=== YOUR OBJECTIVE ===
Report every line of the entries below that contains the string "skin", copying each such line in full. Matching is case-sensitive.

Records from a point labeling set:
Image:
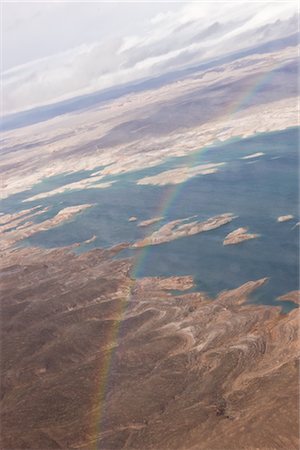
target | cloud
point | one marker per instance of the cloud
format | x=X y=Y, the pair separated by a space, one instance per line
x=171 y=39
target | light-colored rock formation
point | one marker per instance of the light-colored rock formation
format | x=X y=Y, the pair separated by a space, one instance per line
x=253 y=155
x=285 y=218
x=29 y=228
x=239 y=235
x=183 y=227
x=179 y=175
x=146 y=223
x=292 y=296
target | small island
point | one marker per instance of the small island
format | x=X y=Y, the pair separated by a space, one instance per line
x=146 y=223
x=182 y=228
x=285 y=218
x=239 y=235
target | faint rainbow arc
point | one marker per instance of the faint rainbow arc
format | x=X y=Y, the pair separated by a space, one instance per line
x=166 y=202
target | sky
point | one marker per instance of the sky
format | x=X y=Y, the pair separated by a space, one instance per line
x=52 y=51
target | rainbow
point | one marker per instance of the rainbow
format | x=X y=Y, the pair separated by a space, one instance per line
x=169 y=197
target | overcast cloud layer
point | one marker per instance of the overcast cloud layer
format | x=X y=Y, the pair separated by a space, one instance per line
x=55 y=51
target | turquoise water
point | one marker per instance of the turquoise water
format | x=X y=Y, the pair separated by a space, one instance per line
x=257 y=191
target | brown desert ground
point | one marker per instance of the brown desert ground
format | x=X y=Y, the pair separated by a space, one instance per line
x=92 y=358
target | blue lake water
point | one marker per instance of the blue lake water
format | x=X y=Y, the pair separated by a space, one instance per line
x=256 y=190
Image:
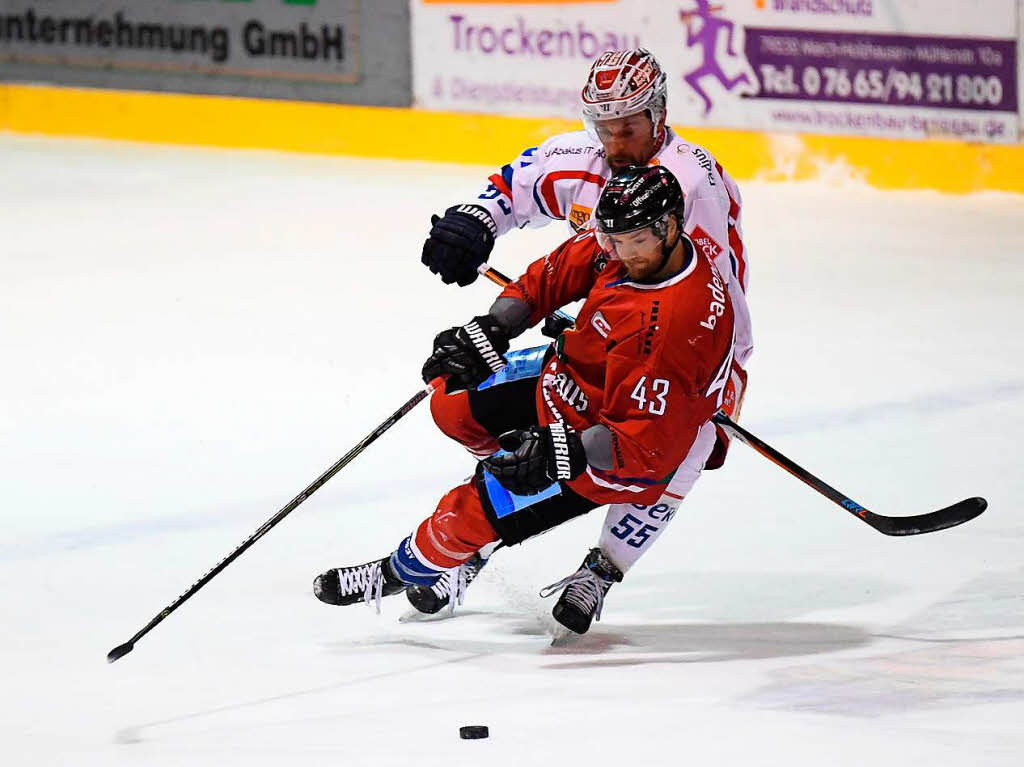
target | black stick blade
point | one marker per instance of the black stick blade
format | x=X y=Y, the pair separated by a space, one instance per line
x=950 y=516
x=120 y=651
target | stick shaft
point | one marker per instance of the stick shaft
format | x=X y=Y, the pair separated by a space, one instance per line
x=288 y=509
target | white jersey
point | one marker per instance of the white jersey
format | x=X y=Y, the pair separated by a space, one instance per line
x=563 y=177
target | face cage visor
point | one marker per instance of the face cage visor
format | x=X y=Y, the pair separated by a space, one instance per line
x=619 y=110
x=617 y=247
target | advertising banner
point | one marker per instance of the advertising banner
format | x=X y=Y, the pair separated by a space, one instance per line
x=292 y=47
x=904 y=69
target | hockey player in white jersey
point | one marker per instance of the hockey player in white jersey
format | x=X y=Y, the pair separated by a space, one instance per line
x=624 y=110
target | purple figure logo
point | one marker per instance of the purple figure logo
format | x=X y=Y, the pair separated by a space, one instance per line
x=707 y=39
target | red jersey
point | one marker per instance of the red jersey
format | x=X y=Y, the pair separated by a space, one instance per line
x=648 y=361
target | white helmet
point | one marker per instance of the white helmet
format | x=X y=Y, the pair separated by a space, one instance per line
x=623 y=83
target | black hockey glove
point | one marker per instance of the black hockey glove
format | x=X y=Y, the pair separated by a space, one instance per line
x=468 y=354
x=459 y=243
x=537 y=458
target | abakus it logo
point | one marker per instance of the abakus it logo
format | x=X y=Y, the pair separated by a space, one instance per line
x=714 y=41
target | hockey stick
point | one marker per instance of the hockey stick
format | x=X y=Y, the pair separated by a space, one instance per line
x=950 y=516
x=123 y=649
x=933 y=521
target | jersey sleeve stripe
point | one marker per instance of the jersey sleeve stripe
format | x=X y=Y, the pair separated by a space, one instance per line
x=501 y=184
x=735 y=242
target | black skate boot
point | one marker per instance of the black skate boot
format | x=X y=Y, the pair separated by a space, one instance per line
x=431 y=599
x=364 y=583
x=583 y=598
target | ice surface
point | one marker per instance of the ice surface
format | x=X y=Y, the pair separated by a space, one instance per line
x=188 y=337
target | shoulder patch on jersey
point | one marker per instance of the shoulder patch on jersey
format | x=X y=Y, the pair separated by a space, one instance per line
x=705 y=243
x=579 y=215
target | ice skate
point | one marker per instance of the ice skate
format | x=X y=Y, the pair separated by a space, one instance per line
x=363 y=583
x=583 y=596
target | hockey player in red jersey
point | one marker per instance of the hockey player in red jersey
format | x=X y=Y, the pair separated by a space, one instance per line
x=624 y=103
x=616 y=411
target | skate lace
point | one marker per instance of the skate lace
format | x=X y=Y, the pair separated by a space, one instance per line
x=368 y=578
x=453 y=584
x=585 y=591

==

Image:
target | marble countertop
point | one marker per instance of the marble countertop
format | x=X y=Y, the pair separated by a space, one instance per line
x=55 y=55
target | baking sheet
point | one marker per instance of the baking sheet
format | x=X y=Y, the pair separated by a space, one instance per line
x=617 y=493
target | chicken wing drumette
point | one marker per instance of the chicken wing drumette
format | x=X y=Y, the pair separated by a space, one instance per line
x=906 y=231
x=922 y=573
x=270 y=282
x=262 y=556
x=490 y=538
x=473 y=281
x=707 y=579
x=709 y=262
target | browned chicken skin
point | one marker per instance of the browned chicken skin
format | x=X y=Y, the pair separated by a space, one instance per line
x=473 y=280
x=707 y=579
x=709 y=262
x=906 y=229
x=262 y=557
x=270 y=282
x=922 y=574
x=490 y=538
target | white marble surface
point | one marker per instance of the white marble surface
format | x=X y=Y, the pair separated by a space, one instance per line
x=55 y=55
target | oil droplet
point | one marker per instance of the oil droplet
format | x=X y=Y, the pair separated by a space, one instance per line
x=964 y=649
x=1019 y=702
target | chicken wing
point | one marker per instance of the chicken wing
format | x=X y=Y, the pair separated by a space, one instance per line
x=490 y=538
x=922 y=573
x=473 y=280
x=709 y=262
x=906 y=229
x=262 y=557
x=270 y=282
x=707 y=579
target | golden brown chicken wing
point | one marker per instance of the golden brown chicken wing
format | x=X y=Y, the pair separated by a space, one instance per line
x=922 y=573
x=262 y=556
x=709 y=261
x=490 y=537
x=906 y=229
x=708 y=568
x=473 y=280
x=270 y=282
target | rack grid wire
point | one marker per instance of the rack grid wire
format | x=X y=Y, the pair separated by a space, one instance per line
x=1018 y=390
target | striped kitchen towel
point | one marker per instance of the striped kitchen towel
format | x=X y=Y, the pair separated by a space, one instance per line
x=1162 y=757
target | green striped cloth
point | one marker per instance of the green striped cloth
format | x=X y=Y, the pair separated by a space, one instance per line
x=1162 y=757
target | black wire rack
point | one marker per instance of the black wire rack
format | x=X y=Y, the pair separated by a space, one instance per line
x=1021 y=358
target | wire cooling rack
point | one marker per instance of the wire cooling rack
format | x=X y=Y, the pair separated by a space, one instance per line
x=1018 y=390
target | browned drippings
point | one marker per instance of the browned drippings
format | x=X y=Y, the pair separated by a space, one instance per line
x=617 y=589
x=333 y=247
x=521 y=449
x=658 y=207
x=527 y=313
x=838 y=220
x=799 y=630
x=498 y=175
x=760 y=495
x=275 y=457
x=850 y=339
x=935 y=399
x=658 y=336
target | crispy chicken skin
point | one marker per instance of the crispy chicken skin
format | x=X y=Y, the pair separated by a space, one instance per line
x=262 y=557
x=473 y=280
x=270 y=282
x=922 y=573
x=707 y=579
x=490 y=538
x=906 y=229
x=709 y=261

=== RESULT OF THE TASK ===
target | browned chicken skin
point | one marker per instance of the browned chicken skin
target | crispy chicken skin
point | one marker per instance of the crispy chicken skin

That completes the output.